◆ **Work instruction**
An image-free, word-for-word version of the records below is to be returned.

◆ **The input**
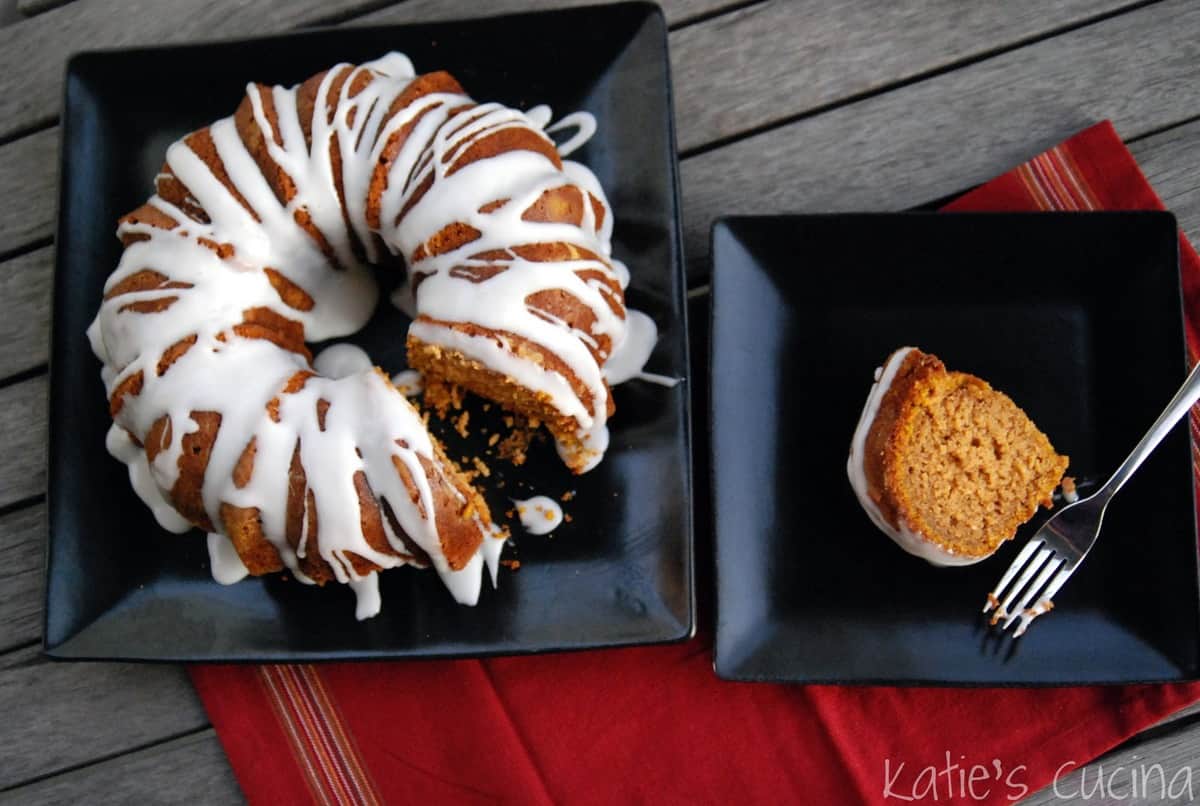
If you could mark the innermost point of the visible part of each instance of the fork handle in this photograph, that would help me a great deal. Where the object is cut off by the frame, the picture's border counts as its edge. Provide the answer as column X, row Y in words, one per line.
column 1180, row 404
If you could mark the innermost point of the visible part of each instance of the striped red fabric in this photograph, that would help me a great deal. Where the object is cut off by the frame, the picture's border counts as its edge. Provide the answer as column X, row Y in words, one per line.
column 653, row 725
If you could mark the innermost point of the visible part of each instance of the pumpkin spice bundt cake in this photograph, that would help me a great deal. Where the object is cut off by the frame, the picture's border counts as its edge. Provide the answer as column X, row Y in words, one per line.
column 259, row 238
column 945, row 464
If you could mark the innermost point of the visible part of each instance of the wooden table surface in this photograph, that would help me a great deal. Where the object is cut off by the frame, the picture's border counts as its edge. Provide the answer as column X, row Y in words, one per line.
column 781, row 106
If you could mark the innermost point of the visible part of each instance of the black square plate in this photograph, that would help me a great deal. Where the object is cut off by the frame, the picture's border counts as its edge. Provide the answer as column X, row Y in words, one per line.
column 1074, row 316
column 619, row 573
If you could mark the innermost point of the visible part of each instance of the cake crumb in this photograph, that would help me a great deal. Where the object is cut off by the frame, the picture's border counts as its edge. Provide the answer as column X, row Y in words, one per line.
column 515, row 446
column 1068, row 489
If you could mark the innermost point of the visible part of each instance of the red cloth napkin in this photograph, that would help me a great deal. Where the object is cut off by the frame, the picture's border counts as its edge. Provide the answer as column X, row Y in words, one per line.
column 654, row 725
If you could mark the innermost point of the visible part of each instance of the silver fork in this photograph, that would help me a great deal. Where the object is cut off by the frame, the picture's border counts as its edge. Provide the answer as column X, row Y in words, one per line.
column 1060, row 546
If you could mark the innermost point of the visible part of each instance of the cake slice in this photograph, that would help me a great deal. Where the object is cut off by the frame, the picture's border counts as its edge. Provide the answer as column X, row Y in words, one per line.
column 945, row 464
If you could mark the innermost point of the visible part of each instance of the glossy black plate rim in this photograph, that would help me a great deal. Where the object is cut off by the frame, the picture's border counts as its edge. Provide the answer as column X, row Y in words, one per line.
column 787, row 222
column 58, row 647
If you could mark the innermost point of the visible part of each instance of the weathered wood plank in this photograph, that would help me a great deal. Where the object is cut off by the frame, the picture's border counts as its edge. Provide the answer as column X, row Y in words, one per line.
column 61, row 715
column 1171, row 162
column 777, row 60
column 22, row 552
column 933, row 138
column 33, row 7
column 23, row 435
column 29, row 170
column 29, row 164
column 25, row 311
column 187, row 770
column 34, row 52
column 715, row 77
column 1139, row 773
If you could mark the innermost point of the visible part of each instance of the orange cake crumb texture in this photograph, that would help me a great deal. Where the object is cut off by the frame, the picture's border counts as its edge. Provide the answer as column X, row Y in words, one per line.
column 957, row 459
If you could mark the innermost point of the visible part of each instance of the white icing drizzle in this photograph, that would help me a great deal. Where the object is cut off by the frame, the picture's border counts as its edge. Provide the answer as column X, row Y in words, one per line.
column 539, row 515
column 585, row 126
column 342, row 360
column 409, row 383
column 366, row 593
column 353, row 420
column 901, row 534
column 630, row 354
column 227, row 566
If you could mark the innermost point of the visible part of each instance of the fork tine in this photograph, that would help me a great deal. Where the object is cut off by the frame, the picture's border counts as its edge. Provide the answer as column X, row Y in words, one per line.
column 1045, row 602
column 1031, row 567
column 994, row 596
column 1032, row 590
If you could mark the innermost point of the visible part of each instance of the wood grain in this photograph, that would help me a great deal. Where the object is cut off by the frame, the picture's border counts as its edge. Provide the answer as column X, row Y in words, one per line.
column 1165, row 156
column 23, row 437
column 34, row 52
column 29, row 172
column 60, row 715
column 1129, row 777
column 936, row 137
column 1170, row 161
column 22, row 557
column 31, row 7
column 25, row 311
column 709, row 73
column 187, row 770
column 777, row 60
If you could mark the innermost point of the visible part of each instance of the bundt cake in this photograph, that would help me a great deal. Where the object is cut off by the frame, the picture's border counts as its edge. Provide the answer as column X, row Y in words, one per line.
column 945, row 464
column 259, row 239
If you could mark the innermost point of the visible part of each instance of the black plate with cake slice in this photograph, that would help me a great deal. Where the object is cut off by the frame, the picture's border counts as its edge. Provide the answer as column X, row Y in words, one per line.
column 1077, row 317
column 618, row 572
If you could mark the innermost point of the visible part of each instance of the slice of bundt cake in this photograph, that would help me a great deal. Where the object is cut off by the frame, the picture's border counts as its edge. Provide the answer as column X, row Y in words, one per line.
column 945, row 464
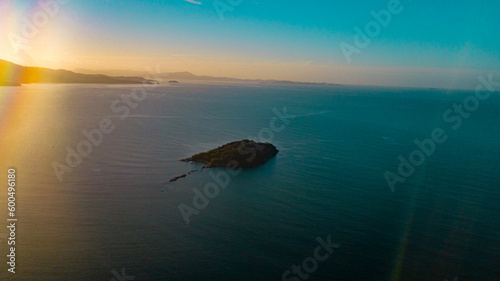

◆ **Answer space**
If you could mark the innermost point of the visible part of each instance of the fork handle in this photograph, that would help me a great deal. Where the object is cut off by the frame, the picture's border counts as its edge. Provide the answer as column X, row Y in words, one per line.
column 1180, row 404
If you could mark the innermost point of the visible part of each instance of the striped red fabric in this photograph, that would help me a great deal. Where the object is cut off by the frame, the picture's border counts as its edge. Provide the answer as column X, row Y in words, one per line.
column 653, row 725
If you could mark the innermost point of the visible part of each instance of the pumpkin spice bundt cake in this photograph, that would help me a great deal. Where the object is cut off by the frame, the picture's border counts as its edge. Provide the answer as column X, row Y in words, one per line.
column 259, row 238
column 945, row 464
If you could mark the innermost point of the visible part of each instance of the wooden table surface in this photograph, that would help me a great deal. Where the object is cut off by the frame, the picture's border counts as its edge. Provide the answer as column X, row Y in words, one per line.
column 781, row 106
If you could mark the innermost point of the visible part of each instance of the black square plate in this photograph, that would help me a great deal. Where the object is cut off by the frame, the picture's border counts as its edge. Provide the answer as column X, row Y in words, one per line.
column 1074, row 316
column 619, row 573
If you could mark the innermost point of the visible part of each instance of the cake crumb in this photograph, that would help me a great deal. Where the object is cut off by the frame, the picture's border counts as its edge. Provide the answer as column X, row Y in words, one per line.
column 515, row 446
column 1068, row 489
If you could mark the innermost point of the visible part of each instance of the red cloth napkin in this photograph, that would help me a great deal. Where the object is cut off by the frame, the picture's border counts as its edge. Provide the answer as column X, row Y in words, one per line.
column 654, row 725
If you could mark the innermost point of the visible part of each instance of the silver fork in this photograph, that would help me a great deal. Where the object is cut off by the frame, the picture's border counts as its edge. Provide the answer as column X, row Y in words, one per line.
column 1060, row 546
If you could mark the innermost point of the visible part of each instance of the cake slice in this photograph, that would help me a great deal. Where the object is cut off by the frame, the picture's border counts as its edge. Provide the answer as column X, row Y in words, one per line.
column 945, row 464
If you could mark the innermost point of the visible part of each instance of the glossy black plate rim in this photograph, that would help me a great deal. Where the object is cut off by the frame, the picture's border counts as its edge. Provide the answer as column X, row Y in words, one per line.
column 787, row 222
column 58, row 647
If you could mark the innermost point of the visible part of each instance of the weathered wood plank in this photograph, that would help me a great deal. Where the object is cut off by the frame, the picture's border counts as its edge. Provide the answer as column X, row Y in words, one per line.
column 61, row 715
column 1171, row 162
column 777, row 60
column 22, row 552
column 933, row 138
column 33, row 7
column 23, row 435
column 29, row 170
column 29, row 164
column 25, row 311
column 187, row 770
column 34, row 52
column 715, row 77
column 1139, row 773
If you could mark the innermost point of the visible part of each instance of the orange cake crumb texture in this photograph, that would help me a great deal. Where the object is cut off by the frame, the picture's border counts as its edge. Provide the answer as column X, row Y in words, one per line.
column 957, row 459
If you could mark the innermost point of the visible part of each instance of the white icing drizzle in this photograph, that would help me a great deal. Where the object is cut off by the frame, the picture's border counts as its edge. Provide the answer as column X, row Y in words, one per line.
column 539, row 515
column 585, row 126
column 342, row 360
column 409, row 383
column 366, row 593
column 353, row 420
column 901, row 534
column 630, row 354
column 227, row 566
If you could mark the innermost point of the visible part of each instance of the fork tine in this photograph, that would help me a great deal. Where the object is cut off by the frame, the picture's border counts as its edge. Provide the answer as column X, row Y in words, one per line.
column 1045, row 602
column 1031, row 567
column 994, row 596
column 1032, row 590
If you could mark the innermost point of the visible part of each instance of the wood grain in this photograph, that would help me a great deal. Where the object is cut off by the frame, the picture's border counts as its edge. Provide the answer as column X, row Y in words, one per line.
column 1165, row 156
column 23, row 437
column 34, row 52
column 29, row 172
column 60, row 715
column 1129, row 777
column 936, row 137
column 1170, row 161
column 22, row 557
column 31, row 7
column 25, row 311
column 709, row 73
column 187, row 770
column 777, row 60
If you could mark the innermost point of the visible part of each instance of the bundt cake in this photograph, that would help me a great deal. Where the object is cut off by the frame, the picture's border counts as its edge. Provide the answer as column X, row Y in words, one per line.
column 945, row 464
column 259, row 239
If you could mark the innermost point of the visible part of each instance of the black plate with cake slice in this photograph, that would help me a great deal. Where the object is cut off by the frame, the picture's border counts as its edge. Provide the answer as column X, row Y in words, one per line.
column 1077, row 317
column 618, row 572
If you could mark the innermost point of the visible part of each instance of the slice of bundt cake in this photograph, that would help me a great deal. Where the object is cut off by the frame, the picture's border counts as its edge. Provide the answer as column X, row Y in words, one per line.
column 945, row 464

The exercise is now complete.